• Exercise requirements:
a - In the excerpt on EU car type approval rules, who is steering the legislation through the European Parliament?
b - Extend the excerpt on EU car type approval rules, picking up after its final sentence.

• Source excerpt:
□ □ □ □ □ □ □
In the wake of the VW vehicle emissions scandal, MEPs have amended EU rules to make environmental and safety testing more independent and more transparent.

The EU Internal Market Committee MEPs have amended EU car “type approval” regulations, to ensure emissions testing is more rigorous and that national authority test centres that approve vehicles are independently audited.

Daniel Dalton (ECR, UK), who is steering this legislation through the European Parliament, said: “With today’s vote the Internal Market Committee has sent a clear signal to national governments and consumers that it is about time we addressed the weaknesses that allowed the emissions scandal to take place. We agreed that the key to rebuilding consumer trust in the motor vehicle approval system is more rigorous and systematic oversight at every stage.”

“Type approval” is the process used by national authorities to certify that a vehicle model meets all EU safety, environmental and production requirements before it can be placed on the market. The approved text clarifies the responsibilities of national type approval authorities, testing centres and market surveillance bodies, in order to reinforce their independence and prevent conflicts of interest.
□ □ □ □ □ □ □
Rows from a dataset
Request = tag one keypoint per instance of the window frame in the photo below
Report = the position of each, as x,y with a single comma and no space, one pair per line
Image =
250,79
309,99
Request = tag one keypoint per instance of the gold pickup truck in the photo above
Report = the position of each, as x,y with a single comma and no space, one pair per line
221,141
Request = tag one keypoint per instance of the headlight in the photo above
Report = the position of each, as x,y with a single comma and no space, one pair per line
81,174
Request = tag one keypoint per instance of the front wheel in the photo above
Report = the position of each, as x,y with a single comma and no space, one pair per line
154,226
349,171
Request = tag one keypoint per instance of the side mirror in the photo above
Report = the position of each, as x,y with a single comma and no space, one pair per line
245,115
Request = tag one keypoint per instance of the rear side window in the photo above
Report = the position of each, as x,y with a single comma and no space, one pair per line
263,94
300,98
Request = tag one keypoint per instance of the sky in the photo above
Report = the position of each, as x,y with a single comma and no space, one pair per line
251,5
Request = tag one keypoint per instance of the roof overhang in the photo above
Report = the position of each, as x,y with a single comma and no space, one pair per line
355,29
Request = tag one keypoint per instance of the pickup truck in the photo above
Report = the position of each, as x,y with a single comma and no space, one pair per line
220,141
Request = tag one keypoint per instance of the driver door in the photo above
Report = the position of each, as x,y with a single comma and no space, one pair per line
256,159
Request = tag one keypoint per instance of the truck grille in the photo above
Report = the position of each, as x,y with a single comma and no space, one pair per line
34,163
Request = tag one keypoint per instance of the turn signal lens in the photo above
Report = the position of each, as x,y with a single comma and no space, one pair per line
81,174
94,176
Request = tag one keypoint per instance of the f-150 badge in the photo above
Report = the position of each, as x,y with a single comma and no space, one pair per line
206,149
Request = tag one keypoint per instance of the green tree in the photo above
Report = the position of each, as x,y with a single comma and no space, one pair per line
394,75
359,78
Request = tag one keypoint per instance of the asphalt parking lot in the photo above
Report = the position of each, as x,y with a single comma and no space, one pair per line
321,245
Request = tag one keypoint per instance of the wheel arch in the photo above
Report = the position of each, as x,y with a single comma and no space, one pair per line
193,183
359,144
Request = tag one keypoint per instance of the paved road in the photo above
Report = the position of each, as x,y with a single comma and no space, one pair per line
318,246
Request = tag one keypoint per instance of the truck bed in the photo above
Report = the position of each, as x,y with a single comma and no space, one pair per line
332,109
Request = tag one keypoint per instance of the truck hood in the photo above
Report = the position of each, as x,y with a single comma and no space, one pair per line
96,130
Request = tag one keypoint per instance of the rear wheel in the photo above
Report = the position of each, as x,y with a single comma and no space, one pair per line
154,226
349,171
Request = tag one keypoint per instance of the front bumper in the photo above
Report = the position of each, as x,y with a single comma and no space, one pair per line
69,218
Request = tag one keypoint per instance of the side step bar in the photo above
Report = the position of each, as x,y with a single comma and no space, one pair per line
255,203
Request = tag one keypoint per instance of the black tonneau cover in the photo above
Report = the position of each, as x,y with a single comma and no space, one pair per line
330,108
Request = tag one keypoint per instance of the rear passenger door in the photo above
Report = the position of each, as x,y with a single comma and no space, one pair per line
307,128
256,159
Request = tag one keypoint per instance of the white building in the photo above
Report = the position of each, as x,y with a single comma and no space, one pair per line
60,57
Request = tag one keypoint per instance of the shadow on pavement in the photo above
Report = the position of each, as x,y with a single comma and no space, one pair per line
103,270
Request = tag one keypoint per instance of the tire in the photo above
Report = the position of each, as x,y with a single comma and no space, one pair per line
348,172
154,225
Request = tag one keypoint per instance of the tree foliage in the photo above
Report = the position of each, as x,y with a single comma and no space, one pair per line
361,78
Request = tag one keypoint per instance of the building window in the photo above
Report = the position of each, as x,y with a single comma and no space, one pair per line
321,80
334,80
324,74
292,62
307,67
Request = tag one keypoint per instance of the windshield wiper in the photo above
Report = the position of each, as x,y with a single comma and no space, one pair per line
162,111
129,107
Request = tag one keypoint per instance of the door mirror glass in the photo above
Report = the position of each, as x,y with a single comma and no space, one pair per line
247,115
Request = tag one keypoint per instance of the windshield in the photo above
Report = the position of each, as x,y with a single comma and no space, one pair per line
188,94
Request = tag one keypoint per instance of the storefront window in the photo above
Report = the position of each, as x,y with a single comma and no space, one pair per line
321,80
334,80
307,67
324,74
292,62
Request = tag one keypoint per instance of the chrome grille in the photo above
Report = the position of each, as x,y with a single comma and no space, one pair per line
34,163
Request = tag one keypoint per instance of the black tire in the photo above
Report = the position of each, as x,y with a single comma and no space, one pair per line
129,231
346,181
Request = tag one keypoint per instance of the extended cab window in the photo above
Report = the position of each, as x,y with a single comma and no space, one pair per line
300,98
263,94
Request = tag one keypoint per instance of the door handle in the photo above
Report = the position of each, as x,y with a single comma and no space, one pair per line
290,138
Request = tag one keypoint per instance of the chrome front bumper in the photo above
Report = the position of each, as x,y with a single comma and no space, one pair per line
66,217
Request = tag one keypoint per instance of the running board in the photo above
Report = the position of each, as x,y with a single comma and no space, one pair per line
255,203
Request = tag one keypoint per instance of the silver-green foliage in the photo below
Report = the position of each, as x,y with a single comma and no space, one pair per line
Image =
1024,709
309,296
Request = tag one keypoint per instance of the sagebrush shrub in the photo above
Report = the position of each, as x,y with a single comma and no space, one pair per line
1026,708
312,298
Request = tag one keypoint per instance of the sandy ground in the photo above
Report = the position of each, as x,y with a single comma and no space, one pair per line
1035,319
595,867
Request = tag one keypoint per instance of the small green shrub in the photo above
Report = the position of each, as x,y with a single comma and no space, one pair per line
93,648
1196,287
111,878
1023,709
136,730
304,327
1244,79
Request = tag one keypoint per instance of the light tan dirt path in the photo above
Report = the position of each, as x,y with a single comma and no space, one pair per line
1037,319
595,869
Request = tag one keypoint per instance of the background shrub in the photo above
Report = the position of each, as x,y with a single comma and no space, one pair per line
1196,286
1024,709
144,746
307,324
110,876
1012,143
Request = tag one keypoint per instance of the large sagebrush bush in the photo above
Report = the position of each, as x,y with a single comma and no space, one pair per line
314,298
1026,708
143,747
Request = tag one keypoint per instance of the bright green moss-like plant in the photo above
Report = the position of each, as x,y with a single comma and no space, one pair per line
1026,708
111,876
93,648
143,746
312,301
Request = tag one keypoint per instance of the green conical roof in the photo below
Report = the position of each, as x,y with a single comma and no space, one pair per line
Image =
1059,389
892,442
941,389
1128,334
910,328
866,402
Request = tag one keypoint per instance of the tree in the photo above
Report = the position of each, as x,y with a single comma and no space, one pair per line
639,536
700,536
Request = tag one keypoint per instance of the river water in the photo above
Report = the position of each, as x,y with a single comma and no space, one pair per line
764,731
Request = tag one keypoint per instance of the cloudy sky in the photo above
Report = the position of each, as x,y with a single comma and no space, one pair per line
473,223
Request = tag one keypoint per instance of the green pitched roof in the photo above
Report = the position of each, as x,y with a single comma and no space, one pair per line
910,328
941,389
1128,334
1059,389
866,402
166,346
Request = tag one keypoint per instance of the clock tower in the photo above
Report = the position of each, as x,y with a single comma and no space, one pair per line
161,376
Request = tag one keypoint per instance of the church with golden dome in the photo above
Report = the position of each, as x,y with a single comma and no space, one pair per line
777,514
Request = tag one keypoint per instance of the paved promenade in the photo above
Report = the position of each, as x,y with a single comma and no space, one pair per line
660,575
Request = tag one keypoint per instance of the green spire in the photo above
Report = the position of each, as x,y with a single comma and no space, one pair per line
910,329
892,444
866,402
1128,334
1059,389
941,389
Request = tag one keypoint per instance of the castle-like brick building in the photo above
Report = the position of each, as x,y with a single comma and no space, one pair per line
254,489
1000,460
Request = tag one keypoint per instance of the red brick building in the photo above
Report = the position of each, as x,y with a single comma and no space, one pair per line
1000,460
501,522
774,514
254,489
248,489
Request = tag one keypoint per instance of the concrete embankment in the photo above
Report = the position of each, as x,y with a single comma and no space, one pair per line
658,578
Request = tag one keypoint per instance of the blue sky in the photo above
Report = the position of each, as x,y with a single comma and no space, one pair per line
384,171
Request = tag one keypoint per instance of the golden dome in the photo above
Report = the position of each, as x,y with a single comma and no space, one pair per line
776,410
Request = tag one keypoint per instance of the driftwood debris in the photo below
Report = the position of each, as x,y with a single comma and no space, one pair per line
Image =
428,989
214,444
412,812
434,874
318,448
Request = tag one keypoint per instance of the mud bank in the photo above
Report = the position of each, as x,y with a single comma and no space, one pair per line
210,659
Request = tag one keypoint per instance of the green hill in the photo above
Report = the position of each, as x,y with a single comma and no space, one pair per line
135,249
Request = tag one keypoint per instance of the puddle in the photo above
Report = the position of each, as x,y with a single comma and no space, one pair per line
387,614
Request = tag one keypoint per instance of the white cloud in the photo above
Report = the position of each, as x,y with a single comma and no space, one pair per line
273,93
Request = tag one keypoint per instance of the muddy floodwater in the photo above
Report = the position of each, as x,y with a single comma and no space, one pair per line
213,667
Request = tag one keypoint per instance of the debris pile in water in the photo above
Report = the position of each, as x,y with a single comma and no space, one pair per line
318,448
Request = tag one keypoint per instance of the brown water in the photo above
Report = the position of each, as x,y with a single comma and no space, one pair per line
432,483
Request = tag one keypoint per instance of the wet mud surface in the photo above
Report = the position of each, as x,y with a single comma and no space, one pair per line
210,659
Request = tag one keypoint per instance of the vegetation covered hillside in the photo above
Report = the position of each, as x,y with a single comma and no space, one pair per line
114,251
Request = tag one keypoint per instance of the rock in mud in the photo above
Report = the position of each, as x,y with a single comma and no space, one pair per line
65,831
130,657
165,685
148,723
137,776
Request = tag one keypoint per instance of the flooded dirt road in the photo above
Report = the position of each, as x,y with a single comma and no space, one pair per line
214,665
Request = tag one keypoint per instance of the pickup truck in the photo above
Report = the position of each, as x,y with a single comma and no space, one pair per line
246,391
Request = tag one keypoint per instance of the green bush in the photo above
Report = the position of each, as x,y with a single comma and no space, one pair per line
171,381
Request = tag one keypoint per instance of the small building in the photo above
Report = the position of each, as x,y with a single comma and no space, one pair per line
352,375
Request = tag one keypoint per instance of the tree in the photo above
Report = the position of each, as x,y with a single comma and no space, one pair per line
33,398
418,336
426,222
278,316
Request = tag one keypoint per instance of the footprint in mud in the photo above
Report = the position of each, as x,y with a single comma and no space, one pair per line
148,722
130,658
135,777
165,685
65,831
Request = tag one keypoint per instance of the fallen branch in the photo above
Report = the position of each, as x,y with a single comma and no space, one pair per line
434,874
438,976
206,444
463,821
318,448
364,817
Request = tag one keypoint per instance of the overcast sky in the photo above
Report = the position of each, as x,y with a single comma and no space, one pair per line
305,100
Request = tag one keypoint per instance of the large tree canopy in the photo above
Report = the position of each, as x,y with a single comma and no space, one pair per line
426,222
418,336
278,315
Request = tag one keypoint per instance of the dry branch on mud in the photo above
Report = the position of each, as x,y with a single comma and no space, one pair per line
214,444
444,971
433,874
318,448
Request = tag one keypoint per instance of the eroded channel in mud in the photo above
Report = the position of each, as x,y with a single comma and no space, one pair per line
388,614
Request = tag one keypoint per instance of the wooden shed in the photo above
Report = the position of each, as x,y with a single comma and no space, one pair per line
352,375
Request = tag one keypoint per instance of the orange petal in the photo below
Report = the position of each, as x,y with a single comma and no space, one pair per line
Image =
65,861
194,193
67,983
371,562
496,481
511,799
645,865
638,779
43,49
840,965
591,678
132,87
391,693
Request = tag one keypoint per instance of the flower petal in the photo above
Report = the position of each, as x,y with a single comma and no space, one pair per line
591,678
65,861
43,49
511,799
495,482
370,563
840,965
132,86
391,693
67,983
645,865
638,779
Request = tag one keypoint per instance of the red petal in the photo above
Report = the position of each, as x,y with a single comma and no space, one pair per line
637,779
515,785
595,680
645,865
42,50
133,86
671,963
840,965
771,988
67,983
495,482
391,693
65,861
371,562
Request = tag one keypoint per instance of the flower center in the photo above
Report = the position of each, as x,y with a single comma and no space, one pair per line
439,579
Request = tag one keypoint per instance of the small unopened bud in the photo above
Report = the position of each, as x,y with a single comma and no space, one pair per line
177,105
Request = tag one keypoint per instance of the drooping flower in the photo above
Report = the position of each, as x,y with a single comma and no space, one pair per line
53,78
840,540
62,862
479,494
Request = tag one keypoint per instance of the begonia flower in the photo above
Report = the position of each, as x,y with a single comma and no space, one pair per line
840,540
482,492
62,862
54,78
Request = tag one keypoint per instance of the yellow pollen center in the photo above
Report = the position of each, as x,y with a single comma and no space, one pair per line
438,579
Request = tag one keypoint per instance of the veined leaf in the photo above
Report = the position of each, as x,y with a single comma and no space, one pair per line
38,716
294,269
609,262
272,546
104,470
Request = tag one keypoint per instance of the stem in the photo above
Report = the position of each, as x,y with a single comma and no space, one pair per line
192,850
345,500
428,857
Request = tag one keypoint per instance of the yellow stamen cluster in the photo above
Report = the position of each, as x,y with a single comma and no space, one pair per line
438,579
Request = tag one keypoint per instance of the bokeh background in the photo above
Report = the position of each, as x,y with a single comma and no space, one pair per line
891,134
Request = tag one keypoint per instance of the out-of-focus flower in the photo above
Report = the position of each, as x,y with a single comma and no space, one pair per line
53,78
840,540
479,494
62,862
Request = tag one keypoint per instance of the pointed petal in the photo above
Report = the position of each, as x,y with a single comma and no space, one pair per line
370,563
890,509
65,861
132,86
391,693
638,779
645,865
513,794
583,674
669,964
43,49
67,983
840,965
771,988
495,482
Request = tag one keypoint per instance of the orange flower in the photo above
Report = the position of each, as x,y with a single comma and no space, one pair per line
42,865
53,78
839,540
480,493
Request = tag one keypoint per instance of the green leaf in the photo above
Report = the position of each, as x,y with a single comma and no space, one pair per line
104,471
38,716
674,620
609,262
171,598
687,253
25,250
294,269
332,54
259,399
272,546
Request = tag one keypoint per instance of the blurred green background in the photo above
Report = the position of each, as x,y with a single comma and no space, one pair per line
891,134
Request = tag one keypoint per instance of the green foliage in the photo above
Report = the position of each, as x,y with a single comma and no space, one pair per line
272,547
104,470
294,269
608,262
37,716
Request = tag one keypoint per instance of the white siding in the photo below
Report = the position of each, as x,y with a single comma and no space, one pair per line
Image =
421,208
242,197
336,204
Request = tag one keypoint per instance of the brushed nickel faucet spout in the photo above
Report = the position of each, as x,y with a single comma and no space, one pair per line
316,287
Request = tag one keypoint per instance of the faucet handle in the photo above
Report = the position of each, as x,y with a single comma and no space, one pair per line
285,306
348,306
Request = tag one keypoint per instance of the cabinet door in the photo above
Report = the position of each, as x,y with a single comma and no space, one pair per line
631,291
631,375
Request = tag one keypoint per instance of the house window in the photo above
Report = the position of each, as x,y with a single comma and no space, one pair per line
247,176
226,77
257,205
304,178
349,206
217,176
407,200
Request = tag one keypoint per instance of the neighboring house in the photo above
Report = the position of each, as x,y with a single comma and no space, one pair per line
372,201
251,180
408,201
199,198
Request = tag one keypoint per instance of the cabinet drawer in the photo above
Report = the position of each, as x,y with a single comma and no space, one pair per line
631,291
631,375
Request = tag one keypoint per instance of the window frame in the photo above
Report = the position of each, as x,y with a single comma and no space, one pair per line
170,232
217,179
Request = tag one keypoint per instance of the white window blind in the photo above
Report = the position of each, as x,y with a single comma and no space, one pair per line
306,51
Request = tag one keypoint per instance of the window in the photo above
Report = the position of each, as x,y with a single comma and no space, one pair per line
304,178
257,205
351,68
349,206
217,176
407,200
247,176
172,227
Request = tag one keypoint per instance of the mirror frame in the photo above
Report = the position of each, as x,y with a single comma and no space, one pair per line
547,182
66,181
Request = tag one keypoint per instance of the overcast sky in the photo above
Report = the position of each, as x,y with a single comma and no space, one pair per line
□ □ □ □ □ □ □
• Answers to each task:
a - Daniel Dalton (ECR, UK).

b -
Under the MEPs’ amendments, “national market surveillance programmes” would need to be approved by the Commission. “This commits member states to carrying out adequate market surveillance and allows for a degree of coordination, so that different member states are not doing the same tests on the same cars,” added Dalton.

Car manufacturers who are in breach of the rules, such as falsifying test results, risk fines of up to €30,000 per vehicle, which can be levied by the Commission if no fine is imposed at national level.

MEPs say the penalties should be used to support market surveillance, benefit affected consumers and, if appropriate, for environmental protection.